## What to work on
Write each record again exactly as it stands.

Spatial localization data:
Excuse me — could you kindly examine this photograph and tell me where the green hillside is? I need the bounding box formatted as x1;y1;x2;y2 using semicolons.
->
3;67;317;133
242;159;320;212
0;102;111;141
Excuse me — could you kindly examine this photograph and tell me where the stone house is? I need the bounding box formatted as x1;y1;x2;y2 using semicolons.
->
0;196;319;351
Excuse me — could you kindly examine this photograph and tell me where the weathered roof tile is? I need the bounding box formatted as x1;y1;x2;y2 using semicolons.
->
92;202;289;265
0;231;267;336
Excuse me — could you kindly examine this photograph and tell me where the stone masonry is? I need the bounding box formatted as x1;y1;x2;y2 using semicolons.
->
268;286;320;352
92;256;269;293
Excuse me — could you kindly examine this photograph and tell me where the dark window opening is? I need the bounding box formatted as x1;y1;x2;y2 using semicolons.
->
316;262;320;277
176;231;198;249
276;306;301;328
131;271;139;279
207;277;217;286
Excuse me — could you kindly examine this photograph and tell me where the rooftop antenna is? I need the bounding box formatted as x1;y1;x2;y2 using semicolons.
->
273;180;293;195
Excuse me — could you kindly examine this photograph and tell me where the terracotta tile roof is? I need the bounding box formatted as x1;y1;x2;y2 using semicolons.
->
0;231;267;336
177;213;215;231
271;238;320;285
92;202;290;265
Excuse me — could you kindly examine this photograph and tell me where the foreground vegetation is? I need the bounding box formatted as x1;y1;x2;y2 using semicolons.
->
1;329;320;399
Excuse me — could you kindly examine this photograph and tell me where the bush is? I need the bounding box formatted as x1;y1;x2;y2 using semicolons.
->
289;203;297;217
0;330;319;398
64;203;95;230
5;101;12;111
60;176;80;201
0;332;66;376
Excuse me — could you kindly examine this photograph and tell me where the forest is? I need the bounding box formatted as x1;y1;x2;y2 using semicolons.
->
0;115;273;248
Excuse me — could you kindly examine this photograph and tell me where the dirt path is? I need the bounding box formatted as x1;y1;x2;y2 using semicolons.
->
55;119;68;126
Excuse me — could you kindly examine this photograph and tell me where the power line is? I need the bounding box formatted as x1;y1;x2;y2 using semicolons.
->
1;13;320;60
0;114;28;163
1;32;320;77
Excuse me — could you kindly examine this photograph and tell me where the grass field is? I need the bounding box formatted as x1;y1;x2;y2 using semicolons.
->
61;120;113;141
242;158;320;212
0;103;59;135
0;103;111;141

## Solution for this exercise
Excuse me — could you kindly examine this photograph and tell me where the green hillside is? I need the bounding box formatted as x1;y1;x2;y2 using semicolons.
->
3;67;317;133
242;159;320;212
0;102;111;141
Excuse me — could you kindly examine this photograph and tell me where the stone house is? I need the bounding box formatted as x1;y1;x2;y2 using semicolons.
->
0;196;319;351
Excuse me — could you kindly examine this photograph and tell me where the weathered roof tile is? I need the bounding box formatted as x1;y1;x2;y2 using semicolons.
->
92;202;289;265
0;231;267;336
Excuse me — could you kindly examine this photograph and tell me where the stone masonry is? I need the bounding box formatted as x1;y1;x2;y2 using semicolons.
->
268;286;320;352
92;256;269;293
Excuse me — could you kindly examine this photograph and tell me where the dark window opening is? I need the bounding box formatted as x1;y1;x2;y2 using semicolons.
->
316;262;320;277
176;231;198;249
276;306;301;328
131;271;139;279
207;277;217;286
Excuse me — could you kindly examine this photograph and tell me where the rooftop antenna is? I need the bounding box formatted as x1;y1;x2;y2 using semicolons.
->
273;180;293;195
Excuse me — could you kindly examine this photograph and tell me where the terracotta tile roof is? I need the bounding box formatted as x1;y1;x2;y2 using semicolons.
->
0;231;267;336
177;213;215;231
271;238;320;285
92;202;290;265
Excuse me — could you kindly examine this photograph and tell me where the foreground vegetation is? I need the bounding box formatted as x1;y1;x2;y2 using semicolons.
->
1;329;320;399
Excuse me — could you kindly examine this photograph and tell me where the bush is? I need the bounding box formatted as x1;y1;x2;y2 using semicolons.
->
289;203;297;217
0;330;319;398
64;203;95;230
5;101;12;111
60;176;80;201
0;332;66;376
Excuse me — could you kindly examine this photograph and tell me where the forest is? I need the bounding box formatted as x1;y1;x2;y2 using semicolons.
->
0;115;273;248
Excuse me — could you kindly examine this photograph and tell me where the dirt path is? I need the bounding box formatted as x1;y1;x2;y2 using semicolons.
->
55;119;68;126
Excuse me — could you kindly examine this photograph and tell me where the power line is? I need the bounding box formatted as x1;y1;x2;y2 using semicolons.
->
1;13;320;60
0;114;28;163
1;32;320;77
Excuse me — could you kindly examine this photograph and tell me where the grass field is? I need the bounding box formatted as x1;y1;x2;y2 using semicolons.
->
61;120;113;141
242;158;320;212
0;103;59;135
0;103;111;141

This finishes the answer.